Exercise requirements:
[a] Transcribe the part of the riding routine text below that opens with the words containing "November 21, 2016" and closes with "to your horse.".
[b] Write the next part of the riding routine text below, starting right after its last sentence.

[START Page text]

November 21, 2016
I’ve found a great article on Horselistening regarding your riding routine and how to mix things up. Let’s face it, we all get stuck in the same routine sometimes, and we don’t want our horse to get bored (or bore ourselves!) practising the same routine over and over. So I’d like to share the excellent advise given with everyone here. I know what I’ll be throwing into my riding session tomorrow..
Developing A Routine
To be sure, there is something to be said for developing a routine in your daily rides. Both you and your horse can feel assured that your ride will be within your means, comfortable and enjoyable. Riding in a routine can give you opportunity to fine tune your skills. You can work from a place of confidence and emanate that feeling to your horse.
Routine allows you to become predictable with your requests. This in turn will earn your horse's trust in you, the riding session and his overall riding experience. Developing a solid, predictable routine will help your horse (and yourself) especially if:
You can earn trust by being a predictable rider. If you can ride with consistency, your horse will begin to know what is coming next. In many situations, there is nothing better than able to predict what is going to happen. This way, your horse will not associate scary, uncomfortable or distressing feelings to you and your ride.
Routine can promote confidence from your horse (which will, in turn, develop your confidence in your horse), allowing both of you to know that you're working together as a team. You boost each other up, you develop mutual strengths.

[END Page text]
[START Source excerpt]

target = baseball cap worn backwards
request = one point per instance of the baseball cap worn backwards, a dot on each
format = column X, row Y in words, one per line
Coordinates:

[END Source excerpt]

Task results:
[a]
November 21, 2016
I’ve found a great article on Horselistening regarding your riding routine and how to mix things up. Let’s face it, we all get stuck in the same routine sometimes, and we don’t want our horse to get bored (or bore ourselves!) practising the same routine over and over. So I’d like to share the excellent advise given with everyone here. I know what I’ll be throwing into my riding session tomorrow..
Developing A Routine
To be sure, there is something to be said for developing a routine in your daily rides. Both you and your horse can feel assured that your ride will be within your means, comfortable and enjoyable. Riding in a routine can give you opportunity to fine tune your skills. You can work from a place of confidence and emanate that feeling to your horse.

[b]
If you ride consistently enough, your horse may even begin to help. He may take more initiative and anticipate the next movement, or to maintain the gait until you do something else. You won't have to set up the conditions as much and enjoy the ride more. There is something positive about letting the horse take more responsibility in the movements of the ride.
But there is a time when things become too routine.
There will come a time when you want to challenge yourself into new frontiers. Let's face it. Doing the same thing, being predictable, and sticking to a routine - permanently - might also have a few drawbacks.
Here's how you keep things interesting. Stepping out of your comfort-zone can be nerve-wrecking at times, but it can also be invigorating. Being less predictable encourages you and your horse to become more tuned into each other. It also allows you to try things you don't normally do.
Do the regular routine ride, but throw in a few pop quizzes! It's ok to create a little challenge every now and then to see where you're at. It also gives your horse a chance to come out of his routine-induced snooze!
Change It Up!
Do something completely off-topic. If you've been working on transitions, switch it up and go for a 2 minute canter around the ring! Or conversely, work on developing your turn on the haunches after a stretch of steady movement.
Essentially, do something you haven't done in a while. Get creative. Push you and your horse out of your comfort zone - even for just a few minutes. Try something from another discipline! If you rarely do pole work, get that pole out and try a sidepass in each direction! Or if your routinely do the sidepass, put that pole higher and go for a small jump!
Do something that will completely take you out of your established zone. Let you and your horse deal with a little bit of discomfort or insecurity. You can always go back to your routine work and re-establish your sense of comfort.
That pop quiz will help in more ways than one. Aside from the obvious skill development, it will also help you and your horse develop a deeper sense of focus. You'll have to communicate at a higher level because of the unfamiliarity of the pop quiz movement. The sense of togetherness (or "tuning in" to each other) will also be improved as you try something new.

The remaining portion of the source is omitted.